##### Records for processing #####

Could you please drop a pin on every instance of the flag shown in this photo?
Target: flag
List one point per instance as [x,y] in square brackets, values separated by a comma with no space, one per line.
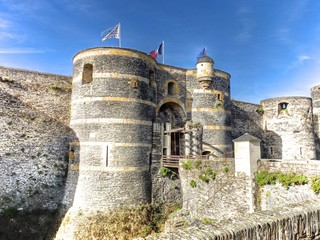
[154,53]
[111,33]
[160,49]
[202,53]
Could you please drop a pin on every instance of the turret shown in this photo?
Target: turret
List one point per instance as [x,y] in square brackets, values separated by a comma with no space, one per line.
[205,71]
[211,108]
[315,95]
[112,115]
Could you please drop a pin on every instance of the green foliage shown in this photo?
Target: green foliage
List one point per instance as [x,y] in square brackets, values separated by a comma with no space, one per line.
[315,184]
[60,88]
[197,164]
[125,223]
[205,178]
[218,103]
[213,176]
[166,172]
[10,211]
[226,169]
[286,179]
[208,220]
[187,164]
[265,178]
[291,179]
[193,183]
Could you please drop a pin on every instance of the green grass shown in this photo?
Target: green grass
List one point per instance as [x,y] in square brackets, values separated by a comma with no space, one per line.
[286,179]
[187,164]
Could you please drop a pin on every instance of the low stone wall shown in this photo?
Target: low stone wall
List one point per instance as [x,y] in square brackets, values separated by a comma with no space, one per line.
[34,138]
[308,168]
[273,196]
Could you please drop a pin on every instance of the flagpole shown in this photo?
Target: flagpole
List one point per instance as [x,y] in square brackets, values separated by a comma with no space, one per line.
[119,35]
[163,52]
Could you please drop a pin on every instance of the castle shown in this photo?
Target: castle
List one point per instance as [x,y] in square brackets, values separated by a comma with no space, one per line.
[131,113]
[129,117]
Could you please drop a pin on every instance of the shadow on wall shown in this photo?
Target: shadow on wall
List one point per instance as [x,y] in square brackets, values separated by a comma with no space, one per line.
[34,166]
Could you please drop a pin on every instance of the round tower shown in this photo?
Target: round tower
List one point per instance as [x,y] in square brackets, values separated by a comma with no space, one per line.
[112,114]
[315,95]
[205,71]
[211,107]
[288,127]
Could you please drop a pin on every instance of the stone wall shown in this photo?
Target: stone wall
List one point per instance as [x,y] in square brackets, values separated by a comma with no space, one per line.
[246,119]
[34,138]
[112,113]
[273,196]
[288,126]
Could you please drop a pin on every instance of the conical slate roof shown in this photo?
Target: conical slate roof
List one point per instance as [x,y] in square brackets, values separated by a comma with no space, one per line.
[205,58]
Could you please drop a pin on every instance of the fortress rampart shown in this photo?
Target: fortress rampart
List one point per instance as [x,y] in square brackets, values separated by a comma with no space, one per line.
[288,126]
[129,113]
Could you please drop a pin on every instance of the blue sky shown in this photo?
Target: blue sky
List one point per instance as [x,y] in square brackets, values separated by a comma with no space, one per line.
[271,48]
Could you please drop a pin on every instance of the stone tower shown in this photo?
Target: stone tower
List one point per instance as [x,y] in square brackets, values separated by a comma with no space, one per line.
[315,95]
[112,114]
[211,107]
[288,126]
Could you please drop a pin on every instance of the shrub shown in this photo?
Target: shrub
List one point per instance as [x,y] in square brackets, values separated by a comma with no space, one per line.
[193,183]
[166,172]
[204,178]
[264,178]
[260,110]
[187,164]
[226,169]
[10,211]
[197,164]
[286,179]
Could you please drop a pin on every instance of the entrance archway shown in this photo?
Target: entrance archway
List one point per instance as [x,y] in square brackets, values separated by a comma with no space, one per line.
[172,113]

#####

Work required - Starting with the line that contains "archway shown in this photo?" and going on through the end of the records, write those lines out again, requests included. Scale every coordinate in the answers by 1.85 and round each to a whole number, with halves rounded up.

Correct result -
Could you please drop a pin on every instance of the entrance archway shown in this photo?
Target: entrance archway
List one point per instance as [x,y] in square brackets, values separated by a comma with no space, one per line.
[318,209]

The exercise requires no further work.